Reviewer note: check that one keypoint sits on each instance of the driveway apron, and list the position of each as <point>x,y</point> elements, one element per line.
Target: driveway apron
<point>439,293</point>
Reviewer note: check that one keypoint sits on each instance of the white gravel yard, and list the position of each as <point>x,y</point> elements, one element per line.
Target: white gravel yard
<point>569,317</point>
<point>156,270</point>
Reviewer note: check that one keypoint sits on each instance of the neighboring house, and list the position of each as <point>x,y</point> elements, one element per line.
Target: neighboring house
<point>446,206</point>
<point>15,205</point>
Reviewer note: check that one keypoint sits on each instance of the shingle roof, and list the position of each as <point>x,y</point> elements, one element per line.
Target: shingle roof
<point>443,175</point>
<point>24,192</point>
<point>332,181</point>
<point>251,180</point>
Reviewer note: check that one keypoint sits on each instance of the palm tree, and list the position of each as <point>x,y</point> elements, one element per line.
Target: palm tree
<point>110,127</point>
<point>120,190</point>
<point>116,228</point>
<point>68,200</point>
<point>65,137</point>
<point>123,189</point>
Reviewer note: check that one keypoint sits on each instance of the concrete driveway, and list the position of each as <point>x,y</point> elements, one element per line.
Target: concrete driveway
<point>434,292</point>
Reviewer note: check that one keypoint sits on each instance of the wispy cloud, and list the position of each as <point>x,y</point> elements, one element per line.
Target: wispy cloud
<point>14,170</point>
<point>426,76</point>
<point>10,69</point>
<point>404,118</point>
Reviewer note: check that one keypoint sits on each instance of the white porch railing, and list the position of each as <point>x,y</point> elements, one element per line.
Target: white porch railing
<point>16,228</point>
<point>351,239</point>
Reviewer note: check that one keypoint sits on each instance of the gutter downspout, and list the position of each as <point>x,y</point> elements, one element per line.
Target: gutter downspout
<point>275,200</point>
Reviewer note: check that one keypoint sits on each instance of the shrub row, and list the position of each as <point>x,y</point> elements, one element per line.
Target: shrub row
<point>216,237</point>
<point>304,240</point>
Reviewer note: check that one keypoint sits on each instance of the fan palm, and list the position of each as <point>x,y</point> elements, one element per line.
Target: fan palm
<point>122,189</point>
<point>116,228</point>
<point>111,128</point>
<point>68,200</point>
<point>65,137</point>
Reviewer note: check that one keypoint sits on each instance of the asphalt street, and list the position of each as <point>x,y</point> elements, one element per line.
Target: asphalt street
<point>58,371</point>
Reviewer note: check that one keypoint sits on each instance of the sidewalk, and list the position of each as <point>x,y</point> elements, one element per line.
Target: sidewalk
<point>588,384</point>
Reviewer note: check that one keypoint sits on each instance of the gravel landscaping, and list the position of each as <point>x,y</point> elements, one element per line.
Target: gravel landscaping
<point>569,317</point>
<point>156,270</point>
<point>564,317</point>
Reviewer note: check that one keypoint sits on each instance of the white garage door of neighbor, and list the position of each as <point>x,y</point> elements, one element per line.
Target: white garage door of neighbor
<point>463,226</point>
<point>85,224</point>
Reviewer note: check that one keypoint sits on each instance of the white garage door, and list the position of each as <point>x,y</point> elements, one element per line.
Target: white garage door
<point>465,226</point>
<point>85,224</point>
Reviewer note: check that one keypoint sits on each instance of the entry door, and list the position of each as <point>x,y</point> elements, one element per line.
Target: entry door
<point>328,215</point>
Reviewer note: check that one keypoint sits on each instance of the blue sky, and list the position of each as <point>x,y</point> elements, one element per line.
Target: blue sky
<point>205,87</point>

Assignment: Every record above must be printed again exactly.

The completed task:
Reviewer note: check that one keypoint sits on each instance of the driveway apron, and list the position of each as <point>x,y</point> elements, one element per line.
Target: driveway apron
<point>439,293</point>
Reviewer note: check that one keypoint sits on each instance of the white gravel yard, and list the position of each as <point>x,y</point> elements, one element per line.
Target: white gravel yard
<point>569,317</point>
<point>156,270</point>
Reviewer note: check that one keypoint sits on each instance of the neighboring house, and list the position of each as <point>x,y</point> elements, one element per line.
Target: neighboring house
<point>446,206</point>
<point>15,205</point>
Reviewer note: check that one keypoint sits on each instance of the shingle roof, and list the position of each as <point>x,y</point> elements, one element per line.
Target: shingle roof
<point>443,175</point>
<point>24,192</point>
<point>332,181</point>
<point>251,180</point>
Reviewer note: check that one keypoint sits on each instance of the palm tree, and list the position of each as <point>x,y</point> elements, one element per line.
Target: palm tree
<point>110,127</point>
<point>120,190</point>
<point>116,228</point>
<point>68,200</point>
<point>65,137</point>
<point>123,189</point>
Reviewer note: check that one keypoint sits on each instance of the concrete driveway, and list the position of each as <point>x,y</point> elements, one element per line.
Target: concrete driveway
<point>434,292</point>
Reviewer note: check that one keypoint sits on each instance of the wispy cloud, and list the position of each as <point>x,y</point> elements, one element per line.
Target: wispy cloud
<point>14,170</point>
<point>426,76</point>
<point>10,69</point>
<point>404,118</point>
Reviewer note: check that one keypoint sits on each instance of the white porch railing, and list the position of each as <point>x,y</point> elements, one element per line.
Target: white porch railing
<point>16,228</point>
<point>351,239</point>
Reviewer note: check that one keypoint sits on each instance of the gutter downspout, and list the position of each as <point>x,y</point> elements, one element per line.
Target: gutter downspout
<point>275,200</point>
Reviewer note: check that one keypoint sits on each instance of the shrub row, and list the position of each as <point>x,y</point> elements, one element per line.
Target: shrub row
<point>216,237</point>
<point>304,240</point>
Reviewer note: check that one keypoint sits on each instance of the fan palm, and list the position of each as <point>x,y</point> elements, one element per line.
Target: fan palm
<point>122,189</point>
<point>116,228</point>
<point>111,128</point>
<point>68,200</point>
<point>65,137</point>
Reviewer note: check that one keypoint sits on each instance of the asphalt street, and list the position of each as <point>x,y</point> elements, one element per line.
Target: asphalt street
<point>58,371</point>
Reviewer note: check that one keypoint sits on each instance of the sidewalk, and list the position of each as <point>x,y</point> elements, one element per line.
Target: sidewalk
<point>588,384</point>
Reviewer note: check that one keypoint sits on each instance of the gravel landscaping, and list the position of each as <point>x,y</point> elements, one element per line.
Target: gravel landscaping
<point>569,317</point>
<point>156,270</point>
<point>564,317</point>
Reviewer note: check that one keypoint sits on each instance of the white garage door of neighbor, and list the position of each as <point>x,y</point> elements, one element per line.
Target: white garage door of neighbor
<point>463,226</point>
<point>85,224</point>
Reviewer note: check that one keypoint sits on each instance of the white garage door, and list the position of each as <point>x,y</point> elements, one element per line.
Target: white garage door
<point>465,226</point>
<point>85,224</point>
Reviewer note: check that one keypoint sits on each instance of the entry door, and list the position of each as <point>x,y</point> elements, one element per line.
Target: entry door
<point>328,215</point>
Reviewer note: check that one keypoint sits on each instance of the blue sky, and list the position of each as <point>x,y</point> elements, one element per line.
Target: blue sky
<point>205,87</point>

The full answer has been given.